▶ **GIVEN TEXT**:
^^^^^^^^
One comment asserted that the Anti-Counterfeiting Trade Agreement (ACTA) is unconstitutional, while expressing support for the proposed rule. The assertion regarding ACTA is not relevant to the present rulemaking, which is being promulgated pursuant to the Department's statutory and regulatory authority concerning use of the official insignia of the FBI and the United States Department of Justice.
C. Comments on Specific Sections of the Proposed Rule
Several comments sought clarification or suggested changes to the proposed rule. One comment suggested that the language in paragraph (e)(1) that the “APW Seal may only be used on works subject to protection as intellectual property,” is a vague standard and may lead to confusion as to whether a work must be registered with the United States Copyright Office prior to the owner using the APW Seal. Two additional comments evidenced confusion as to whether the APW Seal is available for use on unregistered works, while another comment recommended that the APW Seal be limited to “officially copyrighted” works. The FBI assumes this comment referred to “registered” works. One additional comment suggested that the references to particular United States Code sections, such as are at paragraph (e)(1), are confusing and make it difficult to determine exactly who may use the APW Seal.
The FBI intends that the APW Seal be available for use on works protected under federal criminal statutes prohibiting piracy of copyrighted material. Registration is not necessary for such protection, as provided in Title 17, United States Code, Section 408(a). The FBI revised paragraph (e)(1) to clarify that the APW Seal is available for use only on copyrighted works, as opposed to other types of intellectual property.
^^^^^^^^
▶ **AVAILABLE DATA**:
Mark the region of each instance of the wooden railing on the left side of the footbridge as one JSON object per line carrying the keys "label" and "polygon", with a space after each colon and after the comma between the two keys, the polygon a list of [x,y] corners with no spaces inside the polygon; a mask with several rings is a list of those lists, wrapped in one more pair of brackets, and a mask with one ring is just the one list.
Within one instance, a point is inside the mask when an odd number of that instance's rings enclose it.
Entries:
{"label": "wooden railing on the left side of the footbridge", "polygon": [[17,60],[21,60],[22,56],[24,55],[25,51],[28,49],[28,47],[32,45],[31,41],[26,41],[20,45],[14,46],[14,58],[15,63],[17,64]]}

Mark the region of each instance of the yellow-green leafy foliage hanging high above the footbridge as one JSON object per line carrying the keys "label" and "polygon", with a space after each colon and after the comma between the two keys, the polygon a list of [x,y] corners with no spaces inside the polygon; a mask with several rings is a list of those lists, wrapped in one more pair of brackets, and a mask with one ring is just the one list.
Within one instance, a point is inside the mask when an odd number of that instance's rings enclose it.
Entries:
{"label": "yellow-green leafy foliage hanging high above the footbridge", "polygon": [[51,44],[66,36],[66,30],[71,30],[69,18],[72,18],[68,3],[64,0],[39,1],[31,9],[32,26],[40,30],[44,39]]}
^^^^^^^^
▶ **PROBLEMS TO WORK ON**:
(A) Reproduce everything in the APW Seal rulemaking text from "One comment asserted" down to "Department of Justice.".
(B) Write what follows the last sentence of the APW Seal rulemaking text.

▶ **ANSWERS**:
(A)
One comment asserted that the Anti-Counterfeiting Trade Agreement (ACTA) is unconstitutional, while expressing support for the proposed rule. The assertion regarding ACTA is not relevant to the present rulemaking, which is being promulgated pursuant to the Department's statutory and regulatory authority concerning use of the official insignia of the FBI and the United States Department of Justice.

(B)
One comment suggested that the phrase “other applicable law” should be clarified in paragraph (d)(2). As indicated in paragraph (c), use of the APW Seal, except as authorized by this regulation, would likely violate Title 18, United States Code, Section 701, which provides criminal sanctions for unauthorized uses of approved agency insignia. Additionally, Title 18, United States Code, Section 709 prohibits certain unauthorized uses of the name and initials of the FBI that suggest FBI endorsement, approval, or authorization. This prohibition could well be implicated in an unauthorized use of the APW Seal. Because the FBI cannot predict all of the other possible circumstances of misuse and the statutes that they might implicate, the FBI believes the current wording of paragraph (d)(2) is appropriate.
One comment expressed confusion as to the purpose of paragraph (e)(4), which encourages use of copy protection and anti-circumvention techniques. Paragraph (e)(3) requires users to obtain the Seal from the FBI's public Web site so that the FBI has an opportunity to provide additional notice of the conditions of use, and other pertinent information, before the image is downloaded. Use of copy protection and anti-circumvention techniques is encouraged to help prevent unauthorized copying and use of the APW Seal by individuals who may not be aware of the limitations in this regulation.
One comment indicated confusion as to the intent and effect of paragraph (f)(2)'s prohibition on use of the APW Seal on works that cannot lawfully be distributed by United States mail. The comment suggested that this paragraph would allow the APW Seal to be used on, for example, child pornography distributed through FedEx, UPS, or other non-United States Postal Service carriers. The language used in paragraph (f)(2) was intended to prohibit use of the APW Seal on types of works, such as child pornography, that cannot lawfully be distributed in or affecting interstate commerce under federal law. The prohibition does not depend on whether the work is actually distributed, or the actual means of distribution. To more closely track the language used in the federal statutes governing such works, such as Title 18, United Sates Code, Section 2252A, the FBI has revised paragraph (f)(2) to read: “whose production, sale, public presentation, or distribution by mail or in or affecting interstate commerce would violate the laws of the United States.”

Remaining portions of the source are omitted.